### Set task
Reproduce every line from the very start of the rows below down through the line containing "[870,92,924,457]", keeping both ends and each line unchanged. Give nothing else.

* Start Data provided *

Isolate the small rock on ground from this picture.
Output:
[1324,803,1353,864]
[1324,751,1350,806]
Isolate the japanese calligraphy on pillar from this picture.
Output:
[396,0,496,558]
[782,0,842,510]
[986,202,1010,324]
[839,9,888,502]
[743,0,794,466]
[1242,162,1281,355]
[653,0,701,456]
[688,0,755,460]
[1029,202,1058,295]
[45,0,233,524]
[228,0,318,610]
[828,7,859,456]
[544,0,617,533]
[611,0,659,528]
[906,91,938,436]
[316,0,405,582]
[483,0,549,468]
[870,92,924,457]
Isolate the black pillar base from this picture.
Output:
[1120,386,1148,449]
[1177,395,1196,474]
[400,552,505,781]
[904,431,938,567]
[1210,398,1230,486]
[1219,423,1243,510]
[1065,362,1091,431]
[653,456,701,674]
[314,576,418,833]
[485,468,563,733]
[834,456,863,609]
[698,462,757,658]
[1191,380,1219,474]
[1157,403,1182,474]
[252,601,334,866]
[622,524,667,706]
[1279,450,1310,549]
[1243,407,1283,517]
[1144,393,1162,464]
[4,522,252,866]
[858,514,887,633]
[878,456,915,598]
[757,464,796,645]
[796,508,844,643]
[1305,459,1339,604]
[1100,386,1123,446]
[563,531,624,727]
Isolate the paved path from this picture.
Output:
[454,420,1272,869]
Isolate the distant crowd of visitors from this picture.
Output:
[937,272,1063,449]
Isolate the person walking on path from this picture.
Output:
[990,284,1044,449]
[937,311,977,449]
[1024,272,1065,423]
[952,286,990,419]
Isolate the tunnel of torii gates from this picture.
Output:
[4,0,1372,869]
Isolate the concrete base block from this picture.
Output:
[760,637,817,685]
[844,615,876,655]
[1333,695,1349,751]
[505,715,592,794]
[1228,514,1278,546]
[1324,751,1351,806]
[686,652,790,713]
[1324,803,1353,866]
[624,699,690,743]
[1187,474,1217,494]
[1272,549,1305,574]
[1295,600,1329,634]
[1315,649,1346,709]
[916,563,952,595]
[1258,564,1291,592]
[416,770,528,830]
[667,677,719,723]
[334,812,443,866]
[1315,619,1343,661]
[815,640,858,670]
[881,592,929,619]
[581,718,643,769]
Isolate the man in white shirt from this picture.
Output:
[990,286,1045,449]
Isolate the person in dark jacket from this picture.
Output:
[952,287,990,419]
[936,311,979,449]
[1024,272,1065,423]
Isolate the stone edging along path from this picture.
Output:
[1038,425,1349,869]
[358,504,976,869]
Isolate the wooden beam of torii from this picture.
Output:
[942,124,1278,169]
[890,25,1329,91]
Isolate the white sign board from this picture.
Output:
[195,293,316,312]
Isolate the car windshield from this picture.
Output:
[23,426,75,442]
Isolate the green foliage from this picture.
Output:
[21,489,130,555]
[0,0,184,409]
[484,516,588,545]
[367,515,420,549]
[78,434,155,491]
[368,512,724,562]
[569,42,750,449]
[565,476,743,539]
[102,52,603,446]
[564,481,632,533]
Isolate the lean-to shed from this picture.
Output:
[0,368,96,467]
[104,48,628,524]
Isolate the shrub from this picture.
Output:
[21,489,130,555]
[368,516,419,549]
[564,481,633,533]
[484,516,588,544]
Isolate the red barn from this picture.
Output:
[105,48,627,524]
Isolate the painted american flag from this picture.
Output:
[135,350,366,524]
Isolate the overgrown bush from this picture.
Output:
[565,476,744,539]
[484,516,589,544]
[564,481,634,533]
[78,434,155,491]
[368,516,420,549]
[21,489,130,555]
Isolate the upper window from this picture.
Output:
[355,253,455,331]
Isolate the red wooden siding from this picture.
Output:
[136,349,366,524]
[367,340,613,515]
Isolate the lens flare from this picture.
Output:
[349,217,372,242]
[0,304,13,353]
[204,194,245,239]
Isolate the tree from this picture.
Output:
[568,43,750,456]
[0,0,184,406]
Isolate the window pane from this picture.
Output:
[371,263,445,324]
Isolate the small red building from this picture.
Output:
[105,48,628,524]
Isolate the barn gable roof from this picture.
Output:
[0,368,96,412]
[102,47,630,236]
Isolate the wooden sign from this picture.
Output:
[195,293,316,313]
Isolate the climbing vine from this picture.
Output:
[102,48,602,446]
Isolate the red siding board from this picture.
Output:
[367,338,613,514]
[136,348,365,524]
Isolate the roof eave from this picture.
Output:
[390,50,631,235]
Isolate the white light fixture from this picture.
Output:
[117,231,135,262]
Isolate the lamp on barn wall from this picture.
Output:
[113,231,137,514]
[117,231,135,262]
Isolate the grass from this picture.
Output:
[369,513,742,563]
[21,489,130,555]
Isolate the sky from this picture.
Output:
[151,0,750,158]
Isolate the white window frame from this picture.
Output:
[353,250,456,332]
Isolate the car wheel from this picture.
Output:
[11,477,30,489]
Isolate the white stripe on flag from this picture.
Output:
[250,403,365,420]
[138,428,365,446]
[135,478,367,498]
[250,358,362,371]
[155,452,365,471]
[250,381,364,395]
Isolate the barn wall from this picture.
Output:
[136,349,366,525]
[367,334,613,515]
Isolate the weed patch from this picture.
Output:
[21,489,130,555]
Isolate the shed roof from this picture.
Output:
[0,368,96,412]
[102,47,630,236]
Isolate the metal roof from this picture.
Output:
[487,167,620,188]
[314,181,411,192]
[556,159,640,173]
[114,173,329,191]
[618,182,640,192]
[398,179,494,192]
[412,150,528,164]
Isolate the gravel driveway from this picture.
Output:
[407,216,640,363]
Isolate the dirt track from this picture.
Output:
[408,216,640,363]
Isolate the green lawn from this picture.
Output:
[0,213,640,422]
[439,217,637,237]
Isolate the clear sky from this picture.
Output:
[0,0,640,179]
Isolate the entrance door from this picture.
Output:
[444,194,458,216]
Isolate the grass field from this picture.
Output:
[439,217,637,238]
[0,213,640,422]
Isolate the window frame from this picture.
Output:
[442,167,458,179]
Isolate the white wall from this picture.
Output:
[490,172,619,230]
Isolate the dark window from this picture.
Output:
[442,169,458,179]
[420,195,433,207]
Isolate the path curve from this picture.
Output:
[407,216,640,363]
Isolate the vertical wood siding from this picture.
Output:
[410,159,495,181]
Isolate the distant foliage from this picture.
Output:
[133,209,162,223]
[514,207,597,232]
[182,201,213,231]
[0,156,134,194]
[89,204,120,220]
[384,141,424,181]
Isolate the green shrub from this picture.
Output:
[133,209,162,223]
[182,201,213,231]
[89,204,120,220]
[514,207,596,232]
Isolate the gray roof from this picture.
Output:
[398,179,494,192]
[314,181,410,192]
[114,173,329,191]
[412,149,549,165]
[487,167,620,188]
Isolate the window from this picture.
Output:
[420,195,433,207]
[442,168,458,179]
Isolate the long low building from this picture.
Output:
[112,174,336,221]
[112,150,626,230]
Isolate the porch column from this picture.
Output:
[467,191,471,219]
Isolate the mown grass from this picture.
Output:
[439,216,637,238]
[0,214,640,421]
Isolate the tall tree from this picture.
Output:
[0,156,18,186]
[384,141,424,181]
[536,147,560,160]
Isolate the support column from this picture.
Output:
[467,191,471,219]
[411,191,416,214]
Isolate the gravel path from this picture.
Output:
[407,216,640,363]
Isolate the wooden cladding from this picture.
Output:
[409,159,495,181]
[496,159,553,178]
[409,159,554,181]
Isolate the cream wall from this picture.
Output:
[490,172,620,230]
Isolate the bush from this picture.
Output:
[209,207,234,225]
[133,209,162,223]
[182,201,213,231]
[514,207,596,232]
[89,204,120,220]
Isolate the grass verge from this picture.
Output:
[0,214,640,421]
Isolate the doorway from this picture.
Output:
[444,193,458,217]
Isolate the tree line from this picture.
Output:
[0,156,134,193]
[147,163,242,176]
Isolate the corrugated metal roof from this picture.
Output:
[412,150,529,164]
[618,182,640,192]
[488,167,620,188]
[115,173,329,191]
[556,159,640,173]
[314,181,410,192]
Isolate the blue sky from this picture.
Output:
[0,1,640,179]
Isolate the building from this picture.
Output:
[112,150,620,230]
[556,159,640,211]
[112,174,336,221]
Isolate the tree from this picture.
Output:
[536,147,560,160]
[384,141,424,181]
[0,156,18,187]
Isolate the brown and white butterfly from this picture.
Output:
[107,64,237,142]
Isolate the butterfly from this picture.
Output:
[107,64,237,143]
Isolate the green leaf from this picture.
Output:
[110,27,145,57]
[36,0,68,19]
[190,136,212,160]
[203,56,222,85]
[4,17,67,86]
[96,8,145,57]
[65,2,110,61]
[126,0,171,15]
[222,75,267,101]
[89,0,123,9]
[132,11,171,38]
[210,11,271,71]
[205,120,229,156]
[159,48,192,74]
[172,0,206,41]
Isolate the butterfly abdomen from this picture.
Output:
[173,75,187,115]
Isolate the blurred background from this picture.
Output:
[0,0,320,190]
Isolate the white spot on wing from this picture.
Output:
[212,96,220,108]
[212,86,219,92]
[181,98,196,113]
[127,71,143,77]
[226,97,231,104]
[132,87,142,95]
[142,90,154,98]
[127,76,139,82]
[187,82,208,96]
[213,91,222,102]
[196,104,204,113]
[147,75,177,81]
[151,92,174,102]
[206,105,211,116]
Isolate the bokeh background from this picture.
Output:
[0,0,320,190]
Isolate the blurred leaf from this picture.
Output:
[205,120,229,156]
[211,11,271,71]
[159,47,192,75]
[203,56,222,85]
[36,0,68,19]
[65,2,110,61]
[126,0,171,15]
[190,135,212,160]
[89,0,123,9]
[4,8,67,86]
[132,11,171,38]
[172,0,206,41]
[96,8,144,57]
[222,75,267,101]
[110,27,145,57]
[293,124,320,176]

* End Data provided *

### Answer for this exercise
Isolate the small rock on ground from this picture.
Output:
[1324,803,1353,864]
[1324,751,1350,806]
Isolate the japanese calligraphy on pillar from this picture.
Output:
[396,0,496,558]
[782,0,842,510]
[986,202,1010,324]
[839,9,888,502]
[743,0,794,466]
[1242,162,1281,355]
[653,0,701,456]
[688,0,755,460]
[1029,202,1058,295]
[45,0,233,524]
[228,0,318,610]
[828,7,859,456]
[544,0,617,533]
[611,0,659,528]
[906,91,938,436]
[316,0,405,582]
[483,0,549,468]
[870,92,924,457]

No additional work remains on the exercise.